# What to do:
1. In the text on Alex's NDIS support, what does his support plan aim to do?
2. From the text on Alex's NDIS support, return the passage starting with "Although it was" and going on through "brother Jonathan, 12.".

# Text excerpt:

This meant that Shelly was forced to go back to work to absorb the enormous cost, despite the challenges that this created with a child who regularly had to be kept home or picked up early due to frequent respiratory illnesses and therapy appointments. “He needed that one-on-one attention, but weekly speech therapy, occupational therapy and physiotherapy was like having a second mortgage,” Shelly said.
Now Alex has an NDIS support plan which includes weekly speech therapy, occupational therapy and a continence nurse to help with toileting at home and at school, which aims to keep him in a mainstream classroom.
“Before the NDIS, I found it frustrating that all the literature says early intervention is key to allow children with NF to integrate into mainstream society, but if I can’t pay for it, how am I supposed to do it?” Shelly said.
“NDIS has alleviated the financial pressures. To go from receiving nothing to Alex having all of his therapy costs paid for, it means so much to our family. I feel like doing cartwheels!”
Although it was early days, according to Shelly, the fact that all of Alex’s supports were working together had lifted the burden from the entire family, including big brother Jonathan, 12.
“There have been times I’ve been absolutely burnt out. Now I feel as if the weight has truly lifted off of my shoulders,” she said. “Without the NDIS, Alex would not have been able to start school this year.”

Data taken from a collection:
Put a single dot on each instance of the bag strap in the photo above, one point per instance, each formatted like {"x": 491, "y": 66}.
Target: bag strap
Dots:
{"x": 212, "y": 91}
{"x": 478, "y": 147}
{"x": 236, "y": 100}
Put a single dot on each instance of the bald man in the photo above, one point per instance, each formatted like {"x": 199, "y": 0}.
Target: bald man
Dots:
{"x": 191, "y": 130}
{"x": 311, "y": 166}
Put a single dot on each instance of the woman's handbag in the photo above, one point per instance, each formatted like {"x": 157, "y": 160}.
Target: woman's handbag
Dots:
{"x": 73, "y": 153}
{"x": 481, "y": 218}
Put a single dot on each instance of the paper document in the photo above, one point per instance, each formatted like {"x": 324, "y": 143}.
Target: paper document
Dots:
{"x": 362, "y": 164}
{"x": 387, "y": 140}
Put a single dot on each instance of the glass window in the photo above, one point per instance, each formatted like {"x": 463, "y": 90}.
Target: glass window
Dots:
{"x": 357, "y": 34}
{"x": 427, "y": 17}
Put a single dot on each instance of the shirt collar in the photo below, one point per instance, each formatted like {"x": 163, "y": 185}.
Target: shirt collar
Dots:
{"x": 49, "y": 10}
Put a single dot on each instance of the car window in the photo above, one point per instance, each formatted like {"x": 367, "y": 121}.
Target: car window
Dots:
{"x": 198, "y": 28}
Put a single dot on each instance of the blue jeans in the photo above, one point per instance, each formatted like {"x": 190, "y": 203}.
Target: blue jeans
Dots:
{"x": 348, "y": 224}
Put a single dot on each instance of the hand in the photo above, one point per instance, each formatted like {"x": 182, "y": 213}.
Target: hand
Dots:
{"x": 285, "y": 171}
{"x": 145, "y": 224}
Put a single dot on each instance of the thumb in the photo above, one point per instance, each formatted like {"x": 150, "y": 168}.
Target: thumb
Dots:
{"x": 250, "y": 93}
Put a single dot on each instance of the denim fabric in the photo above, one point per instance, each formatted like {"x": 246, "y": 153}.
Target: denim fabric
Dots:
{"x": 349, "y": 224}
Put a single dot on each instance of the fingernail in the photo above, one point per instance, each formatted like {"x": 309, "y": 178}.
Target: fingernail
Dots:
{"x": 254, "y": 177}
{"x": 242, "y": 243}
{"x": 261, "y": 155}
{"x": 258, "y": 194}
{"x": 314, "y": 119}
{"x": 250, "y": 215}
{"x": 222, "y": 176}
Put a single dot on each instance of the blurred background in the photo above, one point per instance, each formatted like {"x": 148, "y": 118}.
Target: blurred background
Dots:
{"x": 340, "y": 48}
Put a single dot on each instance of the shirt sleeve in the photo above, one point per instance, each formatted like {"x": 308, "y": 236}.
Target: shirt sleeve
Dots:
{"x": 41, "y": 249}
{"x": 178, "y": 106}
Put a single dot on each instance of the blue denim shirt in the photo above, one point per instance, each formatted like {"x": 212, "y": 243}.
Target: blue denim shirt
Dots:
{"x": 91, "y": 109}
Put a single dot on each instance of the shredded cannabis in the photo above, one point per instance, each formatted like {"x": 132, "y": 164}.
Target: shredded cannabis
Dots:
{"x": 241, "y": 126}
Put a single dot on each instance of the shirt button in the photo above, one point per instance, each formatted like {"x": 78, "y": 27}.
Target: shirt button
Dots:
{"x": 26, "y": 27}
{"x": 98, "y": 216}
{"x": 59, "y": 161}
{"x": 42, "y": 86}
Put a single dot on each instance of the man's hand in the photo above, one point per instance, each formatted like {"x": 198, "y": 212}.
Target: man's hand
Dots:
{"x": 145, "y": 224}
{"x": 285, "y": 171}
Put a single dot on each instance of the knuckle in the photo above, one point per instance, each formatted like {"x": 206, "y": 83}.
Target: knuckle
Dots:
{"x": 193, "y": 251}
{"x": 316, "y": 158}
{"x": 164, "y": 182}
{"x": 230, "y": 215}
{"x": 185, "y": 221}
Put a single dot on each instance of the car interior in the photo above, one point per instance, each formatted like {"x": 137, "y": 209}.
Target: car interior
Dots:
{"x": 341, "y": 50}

# Replies:
1. It aims to keep Alex in a mainstream classroom.

2.
Although it was early days, according to Shelly, the fact that all of Alex’s supports were working together had lifted the burden from the entire family, including big brother Jonathan, 12.